Spring Session provides capabilities to externalize any session management to Redis cluster which is needed for a distributed system so session state is not restricted to specific application server instance. You can also use Redis cluster as a cache server for your Spring Services that are encapsulating your business functionality. Also if you plan to use RDBMS (specifically MySQL) as one of your data layer you can consider using Redis as your second level cache to improve the performance of your database calls.

NOTE: If you are building a Single Page Application, you can and should use JWT tokens to invoke Services via the API gateway in a stateless manner versus the traditional way of managing state via session cookies in a typical server-side web application.
Services

Depending on your design approach, your services can be built around business capabilities or DDD. In the diagram I am showing a sample application that is dividing services based on business capabilities. Each of these services in turn are simple Spring Boot applications that register themselves as discoverable Services with Eureka Server. It is through the Eureka server that other services discover each other so does the API Gateway (Zuul). This decoupling allows each of the services to be build and deployed independent of each other and allows us to horizontally scale them for High Availability and increased work load. For example, in order to include multiple instances of Shopping Cart Service, all you need to do is run multiple instances of Spring Boot application and have each of those instance use the same Service-ID that is used by Eureka server to identify those instances to any clients (Discovery Client) that needs to consume them. The client then gets to load balance request between those service instances which typically are stateless because any state that they have is either saved in Redis Cluster (for sessions/cache) or in Data layer (relational like MySQL or NoSQL like MongoDB).

Two project libraries worth mentioning in the context of Services are

Feign

It creates a declarative style REST client that allows services and clients to invoke REST API services quickly with annotation based approach and with very little boilerplate coding. You should use this client library in all places where you are consuming REST API exposed via Services. The other benefit that you get with using Feign is that you can make direct reference to Service names that are registered with Eureka Server as Feign can directly integrate with Eureka Server and can discover services automatically for you based on service name only.

* Listed entries *
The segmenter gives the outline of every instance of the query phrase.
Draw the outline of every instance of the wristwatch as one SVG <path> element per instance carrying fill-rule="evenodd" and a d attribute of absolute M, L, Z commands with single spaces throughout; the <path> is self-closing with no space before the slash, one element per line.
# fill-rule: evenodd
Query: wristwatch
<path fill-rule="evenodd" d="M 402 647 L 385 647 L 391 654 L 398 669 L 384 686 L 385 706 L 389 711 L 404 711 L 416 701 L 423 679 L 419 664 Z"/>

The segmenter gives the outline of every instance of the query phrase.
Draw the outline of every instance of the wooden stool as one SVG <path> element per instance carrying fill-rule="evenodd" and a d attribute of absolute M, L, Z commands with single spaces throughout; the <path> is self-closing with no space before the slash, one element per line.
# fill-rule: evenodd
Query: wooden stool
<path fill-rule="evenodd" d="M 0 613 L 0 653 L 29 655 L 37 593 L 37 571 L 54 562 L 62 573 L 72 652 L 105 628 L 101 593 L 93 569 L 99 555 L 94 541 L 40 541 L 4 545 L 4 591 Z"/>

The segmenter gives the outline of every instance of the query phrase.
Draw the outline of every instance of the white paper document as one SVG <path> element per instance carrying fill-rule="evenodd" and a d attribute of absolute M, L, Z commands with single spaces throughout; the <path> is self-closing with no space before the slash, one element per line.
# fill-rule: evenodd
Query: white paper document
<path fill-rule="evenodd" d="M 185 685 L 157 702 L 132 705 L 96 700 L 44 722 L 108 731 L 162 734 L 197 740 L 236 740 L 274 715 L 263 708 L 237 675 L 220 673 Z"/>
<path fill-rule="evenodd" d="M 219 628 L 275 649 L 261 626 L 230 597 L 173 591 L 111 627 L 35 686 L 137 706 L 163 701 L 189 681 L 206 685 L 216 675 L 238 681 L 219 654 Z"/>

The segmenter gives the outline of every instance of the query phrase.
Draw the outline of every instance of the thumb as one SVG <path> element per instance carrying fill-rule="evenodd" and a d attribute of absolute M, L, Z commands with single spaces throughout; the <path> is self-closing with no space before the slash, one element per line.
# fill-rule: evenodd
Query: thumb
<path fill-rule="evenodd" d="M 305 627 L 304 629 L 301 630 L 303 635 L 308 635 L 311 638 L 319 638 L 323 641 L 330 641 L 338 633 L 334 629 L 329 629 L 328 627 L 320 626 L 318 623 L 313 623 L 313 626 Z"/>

* Given problem 1 *
According to the Spring services text above, what should a Single Page Application use to call services through the API gateway?
* Given problem 2 *
Carry the Spring services text forward, starting right after its last sentence about Feign.

* Exercise result 1 *
JWT tokens.

* Exercise result 2 *
Ribbon
Ribbon provides client side load balancing capabilities with configurable load balancing rules like round robin, availability filtering and weighted response. It also works with Feign to allow service consumers to access services that are load balanced on the client side using one of the pre-defined rules as well as customizable rules if the predefined ones do not fit your needs. Zuul Proxy also uses Ribbon to invoke Services.


Spring Security

As mentioned before, each of these components are simple spring boot applications that can easily take advantage of the Spring Security framework to perform authentication and authorization of the users.
Spring Security provides Authentication Providers for – custom databases, LDAP, SAML 2.0 (as SSO), OAuth2, CAS and a few more and if none meets your need you can always extent the security framework to provide your own authentication/authorization layer.


Data Layer
The choices to pick here are plenty and hence I am not going to elaborate on this component as your business needs will help you determine whether you need a relational database versus a NoSQL type of database like (MongoDB) or an in memory data grid like Redis cluster. One thing worth mentioning here is that, if you plan to use a Microservice architecture and do not want your data layer to be a single point of monolith communication. You can consider using a Database per Service approach which allows you to build individual services in a “silo” manner. One thing that you may then need to consider is how you achieve eventual consistency post that architectural decision. Some of the things to consider for doing that is mentioned below
  • Event sourcing – you can use Apache Kafka as an event source. There are other alternatives like using an Event Store database. Conceptually what you are doing here is you are storing events in your database (either Kafka or EventStore) along with Payload of the entity whose state is going to change as a result of that event (or action). The way event sourcing works is you store these events and arrive at the final state of your entity by replaying these events from the start until you arrive at the final state (basically you are doing a replay or simply put as an analogy – you are seeing a cartoon character drawn at different static positions run when you flip through pages. This analogy brings back childhood memories for me). You may have to use techniques like snapshot to improve performance to ensure that overtime you do not start replaying the events from the beginning but start from a snapshot of the data at a more recent point in time.
  • Saga patterns to achieve eventual consistency– Two of the saga patterns that are basically built on an Event Driven Architecture needs to be considered - Choreography-based saga and Orchestration-based saga. I am not elaborating on these as these are well defined patterns in an Event Driven Architecture
  • Be prepared to design systems for eventual consistency

In a nutshell, your choice of Database per Service will make your implementation of a distributed system a little bit more complex given that you have to design for eventual consistency. If your business need does not require a Database per service approach I recommend using one database to achieve your ACID requirements.

Conclusion

I hope you liked this article as always send me constructive feedbacks.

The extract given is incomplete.